* **EXERCISE BRIEF**
In the passage on social listening and risk intelligence, how is social listening defined?

* **PASSAGE SHOWN**

▬▬▬▬▬▬

‘Social listening’ – a term most marketing and communications professionals will be familiar with, something that seems fairly innocuous, even for those members of the board not fluent in the 2018 social media nomenclature. Put simply, it is defined as the process of monitoring digital conversations to understand what customers are saying about a brand and industry online.
‘Risk intelligence’, on the other hand, has far more overtly business critical overtones. ‘Risk’, a term usually reserved for exposure to danger, harm, or loss, gives an entirely different impression and sounds like something that could feasibly have a real impact on a company’s stock price or reputation.
However, in recent times a shift has taken place. Platforms that previously would probably have been recognisable as social listening tools are increasing talking more about risk, and positioning their products as early warning systems rather than consumer sentiment tools.
What has prompted the shift in vernacular? One hypothesis could be that these platforms have been fastest off the mark to react to the ‘techlash’ – the increased scepticism and scrutiny tech companies have recently come under from government, regulators and the public. With social media often proving the canary in the mine for impending crises, does this rebrand to risk intelligence indicate that the boardroom needs to take a more proactive approach to addressing reputational issues?

▬▬▬▬▬▬

* **RECORDS**
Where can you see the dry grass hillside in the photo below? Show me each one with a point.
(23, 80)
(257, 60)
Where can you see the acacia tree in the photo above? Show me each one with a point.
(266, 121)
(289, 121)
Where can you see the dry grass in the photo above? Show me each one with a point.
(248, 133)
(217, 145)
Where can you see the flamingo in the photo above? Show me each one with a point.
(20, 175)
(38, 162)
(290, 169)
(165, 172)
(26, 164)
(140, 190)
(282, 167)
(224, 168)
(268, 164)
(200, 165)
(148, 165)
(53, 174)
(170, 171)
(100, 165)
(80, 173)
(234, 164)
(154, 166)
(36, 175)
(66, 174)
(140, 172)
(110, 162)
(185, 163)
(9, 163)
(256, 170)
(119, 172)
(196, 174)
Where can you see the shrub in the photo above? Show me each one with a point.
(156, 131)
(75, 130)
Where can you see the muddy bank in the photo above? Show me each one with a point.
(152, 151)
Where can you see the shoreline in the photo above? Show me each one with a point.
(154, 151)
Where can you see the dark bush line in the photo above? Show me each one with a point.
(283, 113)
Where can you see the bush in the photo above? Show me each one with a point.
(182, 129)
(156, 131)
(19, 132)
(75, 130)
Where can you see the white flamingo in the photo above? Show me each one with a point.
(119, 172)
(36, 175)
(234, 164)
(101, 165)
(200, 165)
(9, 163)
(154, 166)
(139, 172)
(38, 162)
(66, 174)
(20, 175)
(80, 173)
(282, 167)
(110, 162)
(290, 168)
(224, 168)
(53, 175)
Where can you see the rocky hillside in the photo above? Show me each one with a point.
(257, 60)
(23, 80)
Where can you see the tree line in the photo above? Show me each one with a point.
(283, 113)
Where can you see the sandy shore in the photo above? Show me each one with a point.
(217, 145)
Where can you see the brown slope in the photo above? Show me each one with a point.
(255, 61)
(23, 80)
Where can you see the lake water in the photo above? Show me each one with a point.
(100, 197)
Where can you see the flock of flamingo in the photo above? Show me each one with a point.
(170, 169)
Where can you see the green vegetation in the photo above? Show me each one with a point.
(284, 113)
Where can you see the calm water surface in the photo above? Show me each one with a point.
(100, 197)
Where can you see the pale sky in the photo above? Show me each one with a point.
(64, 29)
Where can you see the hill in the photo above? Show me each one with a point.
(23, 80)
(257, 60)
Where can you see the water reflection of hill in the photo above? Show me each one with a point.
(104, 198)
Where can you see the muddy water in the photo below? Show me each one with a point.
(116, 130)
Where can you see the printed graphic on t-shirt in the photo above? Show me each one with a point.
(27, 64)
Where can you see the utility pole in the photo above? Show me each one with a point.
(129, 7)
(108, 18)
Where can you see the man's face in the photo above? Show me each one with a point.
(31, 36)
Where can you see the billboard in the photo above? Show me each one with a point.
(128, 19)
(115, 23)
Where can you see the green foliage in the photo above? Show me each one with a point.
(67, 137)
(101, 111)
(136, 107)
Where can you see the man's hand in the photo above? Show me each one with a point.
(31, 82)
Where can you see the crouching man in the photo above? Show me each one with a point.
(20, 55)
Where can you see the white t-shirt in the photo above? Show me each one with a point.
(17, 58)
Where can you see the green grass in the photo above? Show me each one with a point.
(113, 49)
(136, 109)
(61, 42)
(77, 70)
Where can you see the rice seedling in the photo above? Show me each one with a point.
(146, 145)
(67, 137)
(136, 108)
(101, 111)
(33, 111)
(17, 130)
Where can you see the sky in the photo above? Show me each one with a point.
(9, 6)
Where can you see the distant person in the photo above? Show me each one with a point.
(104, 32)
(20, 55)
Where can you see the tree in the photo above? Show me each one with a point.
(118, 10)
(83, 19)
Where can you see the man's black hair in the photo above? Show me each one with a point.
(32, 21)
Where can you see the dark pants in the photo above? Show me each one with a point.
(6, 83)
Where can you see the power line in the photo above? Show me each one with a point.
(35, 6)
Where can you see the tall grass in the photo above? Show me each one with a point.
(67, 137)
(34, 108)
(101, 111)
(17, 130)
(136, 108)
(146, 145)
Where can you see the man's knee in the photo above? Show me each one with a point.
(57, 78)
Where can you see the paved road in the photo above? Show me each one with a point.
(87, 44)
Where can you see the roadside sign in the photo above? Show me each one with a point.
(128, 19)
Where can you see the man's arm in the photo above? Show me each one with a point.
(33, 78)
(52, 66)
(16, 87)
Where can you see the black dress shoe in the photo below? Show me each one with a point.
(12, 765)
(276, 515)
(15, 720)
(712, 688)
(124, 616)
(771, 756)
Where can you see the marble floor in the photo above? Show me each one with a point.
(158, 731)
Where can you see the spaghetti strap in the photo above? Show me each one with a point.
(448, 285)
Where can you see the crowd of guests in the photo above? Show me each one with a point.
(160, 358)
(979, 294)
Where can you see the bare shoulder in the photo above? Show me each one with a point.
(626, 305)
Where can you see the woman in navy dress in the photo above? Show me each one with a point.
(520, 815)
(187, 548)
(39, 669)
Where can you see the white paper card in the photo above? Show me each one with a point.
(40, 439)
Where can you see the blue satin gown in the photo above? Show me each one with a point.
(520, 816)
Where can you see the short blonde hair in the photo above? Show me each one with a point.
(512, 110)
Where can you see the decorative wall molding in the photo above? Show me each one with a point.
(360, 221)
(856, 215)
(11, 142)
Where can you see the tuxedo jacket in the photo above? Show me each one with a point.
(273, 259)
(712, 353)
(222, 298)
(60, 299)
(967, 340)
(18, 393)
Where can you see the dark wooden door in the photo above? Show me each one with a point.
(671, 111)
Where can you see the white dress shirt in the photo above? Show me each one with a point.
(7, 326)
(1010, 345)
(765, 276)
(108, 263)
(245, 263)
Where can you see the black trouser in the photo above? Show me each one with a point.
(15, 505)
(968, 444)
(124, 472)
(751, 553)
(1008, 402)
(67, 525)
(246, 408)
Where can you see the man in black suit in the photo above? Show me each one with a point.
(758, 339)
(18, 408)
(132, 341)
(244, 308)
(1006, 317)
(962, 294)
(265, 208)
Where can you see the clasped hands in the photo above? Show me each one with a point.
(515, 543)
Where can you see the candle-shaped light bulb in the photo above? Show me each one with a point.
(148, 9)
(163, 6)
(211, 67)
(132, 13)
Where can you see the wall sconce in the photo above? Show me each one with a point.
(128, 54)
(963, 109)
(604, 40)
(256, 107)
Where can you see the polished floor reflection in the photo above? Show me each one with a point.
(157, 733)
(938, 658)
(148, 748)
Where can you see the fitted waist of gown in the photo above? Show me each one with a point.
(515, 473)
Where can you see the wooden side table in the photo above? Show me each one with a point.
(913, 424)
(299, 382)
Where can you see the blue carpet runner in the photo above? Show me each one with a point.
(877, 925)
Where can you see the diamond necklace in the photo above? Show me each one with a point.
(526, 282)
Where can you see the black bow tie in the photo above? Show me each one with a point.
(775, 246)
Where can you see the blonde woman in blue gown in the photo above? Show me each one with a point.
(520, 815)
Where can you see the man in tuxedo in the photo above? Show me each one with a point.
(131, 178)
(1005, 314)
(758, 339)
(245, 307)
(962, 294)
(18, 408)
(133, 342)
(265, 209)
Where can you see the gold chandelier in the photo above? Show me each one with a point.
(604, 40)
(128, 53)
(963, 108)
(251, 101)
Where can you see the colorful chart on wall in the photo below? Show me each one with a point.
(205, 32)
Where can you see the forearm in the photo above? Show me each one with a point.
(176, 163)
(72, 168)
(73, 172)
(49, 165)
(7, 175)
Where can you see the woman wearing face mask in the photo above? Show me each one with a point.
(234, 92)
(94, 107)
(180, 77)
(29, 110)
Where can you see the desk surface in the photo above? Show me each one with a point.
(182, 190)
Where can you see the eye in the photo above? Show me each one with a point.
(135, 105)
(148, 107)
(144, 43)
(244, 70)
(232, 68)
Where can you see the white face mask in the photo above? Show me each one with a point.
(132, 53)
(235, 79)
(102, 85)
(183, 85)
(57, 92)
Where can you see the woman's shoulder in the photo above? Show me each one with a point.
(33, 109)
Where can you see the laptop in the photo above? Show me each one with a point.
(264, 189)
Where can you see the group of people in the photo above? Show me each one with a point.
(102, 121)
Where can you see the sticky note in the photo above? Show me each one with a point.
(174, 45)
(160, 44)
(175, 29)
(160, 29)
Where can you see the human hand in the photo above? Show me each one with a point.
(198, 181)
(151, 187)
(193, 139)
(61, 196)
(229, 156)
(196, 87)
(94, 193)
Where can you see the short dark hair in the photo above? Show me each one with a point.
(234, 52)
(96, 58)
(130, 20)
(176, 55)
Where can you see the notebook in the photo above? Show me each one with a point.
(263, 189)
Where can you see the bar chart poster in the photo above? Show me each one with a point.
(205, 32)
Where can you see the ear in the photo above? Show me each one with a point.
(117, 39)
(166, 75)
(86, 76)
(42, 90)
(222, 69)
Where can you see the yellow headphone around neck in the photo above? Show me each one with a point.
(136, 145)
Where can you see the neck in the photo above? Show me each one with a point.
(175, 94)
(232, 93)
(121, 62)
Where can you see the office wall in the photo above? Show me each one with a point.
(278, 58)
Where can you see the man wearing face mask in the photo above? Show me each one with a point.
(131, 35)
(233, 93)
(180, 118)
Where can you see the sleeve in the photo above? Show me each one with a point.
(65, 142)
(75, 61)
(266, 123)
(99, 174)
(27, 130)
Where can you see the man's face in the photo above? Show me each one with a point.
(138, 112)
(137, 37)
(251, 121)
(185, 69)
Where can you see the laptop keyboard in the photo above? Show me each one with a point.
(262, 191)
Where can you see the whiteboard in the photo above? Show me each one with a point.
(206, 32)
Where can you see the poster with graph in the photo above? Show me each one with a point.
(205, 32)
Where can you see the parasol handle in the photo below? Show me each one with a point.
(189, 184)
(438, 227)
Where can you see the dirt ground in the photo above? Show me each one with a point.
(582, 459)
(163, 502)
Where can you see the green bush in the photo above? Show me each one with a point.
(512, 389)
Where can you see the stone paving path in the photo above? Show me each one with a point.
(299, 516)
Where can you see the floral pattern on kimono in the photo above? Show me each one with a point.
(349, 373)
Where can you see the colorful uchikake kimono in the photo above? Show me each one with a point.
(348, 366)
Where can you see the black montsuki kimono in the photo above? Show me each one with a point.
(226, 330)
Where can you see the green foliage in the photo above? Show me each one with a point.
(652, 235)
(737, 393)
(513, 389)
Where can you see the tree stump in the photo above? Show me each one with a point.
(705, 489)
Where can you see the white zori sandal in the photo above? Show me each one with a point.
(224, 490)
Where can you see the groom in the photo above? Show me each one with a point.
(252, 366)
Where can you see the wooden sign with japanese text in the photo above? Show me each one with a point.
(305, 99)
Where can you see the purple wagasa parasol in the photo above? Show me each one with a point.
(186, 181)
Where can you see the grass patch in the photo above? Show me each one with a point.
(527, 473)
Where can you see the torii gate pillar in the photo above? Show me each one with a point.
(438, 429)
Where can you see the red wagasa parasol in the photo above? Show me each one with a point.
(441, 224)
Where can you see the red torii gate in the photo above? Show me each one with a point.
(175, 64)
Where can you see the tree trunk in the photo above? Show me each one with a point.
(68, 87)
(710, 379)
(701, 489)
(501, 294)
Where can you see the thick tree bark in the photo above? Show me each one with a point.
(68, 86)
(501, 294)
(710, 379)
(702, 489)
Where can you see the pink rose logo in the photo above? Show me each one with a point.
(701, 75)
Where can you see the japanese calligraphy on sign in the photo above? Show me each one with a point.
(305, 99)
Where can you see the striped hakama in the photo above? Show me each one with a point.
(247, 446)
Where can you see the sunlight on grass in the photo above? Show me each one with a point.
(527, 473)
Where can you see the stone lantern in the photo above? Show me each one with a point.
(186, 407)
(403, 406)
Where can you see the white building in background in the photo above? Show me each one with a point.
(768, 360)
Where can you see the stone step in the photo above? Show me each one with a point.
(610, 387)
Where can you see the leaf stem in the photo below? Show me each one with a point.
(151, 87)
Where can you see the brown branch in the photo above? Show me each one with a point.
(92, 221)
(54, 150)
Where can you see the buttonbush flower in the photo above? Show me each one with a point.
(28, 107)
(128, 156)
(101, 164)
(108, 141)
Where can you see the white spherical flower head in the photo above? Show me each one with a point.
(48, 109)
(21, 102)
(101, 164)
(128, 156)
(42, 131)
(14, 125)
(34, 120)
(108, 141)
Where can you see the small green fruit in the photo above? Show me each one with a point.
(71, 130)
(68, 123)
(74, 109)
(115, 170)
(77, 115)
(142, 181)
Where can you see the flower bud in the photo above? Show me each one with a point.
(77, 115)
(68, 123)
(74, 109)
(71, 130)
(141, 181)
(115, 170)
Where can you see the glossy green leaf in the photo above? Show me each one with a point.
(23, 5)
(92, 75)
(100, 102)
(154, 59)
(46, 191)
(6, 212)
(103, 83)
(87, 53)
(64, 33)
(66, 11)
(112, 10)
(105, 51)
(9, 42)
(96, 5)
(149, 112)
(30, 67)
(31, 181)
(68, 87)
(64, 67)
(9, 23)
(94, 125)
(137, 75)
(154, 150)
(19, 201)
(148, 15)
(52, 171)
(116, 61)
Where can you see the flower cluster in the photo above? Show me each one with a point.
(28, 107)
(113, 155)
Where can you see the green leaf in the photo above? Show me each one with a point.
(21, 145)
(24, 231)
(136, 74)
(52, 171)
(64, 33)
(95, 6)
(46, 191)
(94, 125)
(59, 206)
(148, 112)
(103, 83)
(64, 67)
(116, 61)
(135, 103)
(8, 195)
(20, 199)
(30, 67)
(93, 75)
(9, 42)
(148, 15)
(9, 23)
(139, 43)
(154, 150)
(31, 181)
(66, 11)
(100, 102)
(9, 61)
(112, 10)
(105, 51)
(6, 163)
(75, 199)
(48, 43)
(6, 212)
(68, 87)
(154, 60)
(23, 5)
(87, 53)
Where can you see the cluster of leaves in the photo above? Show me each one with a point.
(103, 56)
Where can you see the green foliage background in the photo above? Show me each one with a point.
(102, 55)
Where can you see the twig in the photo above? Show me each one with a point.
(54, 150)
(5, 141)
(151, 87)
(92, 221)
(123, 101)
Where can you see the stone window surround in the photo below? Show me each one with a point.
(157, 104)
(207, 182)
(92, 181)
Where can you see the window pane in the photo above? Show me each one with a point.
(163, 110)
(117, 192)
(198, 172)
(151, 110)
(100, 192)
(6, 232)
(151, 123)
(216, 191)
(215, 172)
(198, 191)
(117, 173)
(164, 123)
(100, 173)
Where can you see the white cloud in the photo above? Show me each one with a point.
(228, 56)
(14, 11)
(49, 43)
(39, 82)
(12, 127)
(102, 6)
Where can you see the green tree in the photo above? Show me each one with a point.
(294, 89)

▬▬▬▬▬▬

* **ANSWER TO THIS EXERCISE**
Social listening is the process of monitoring digital conversations to understand what customers are saying about a brand and industry online.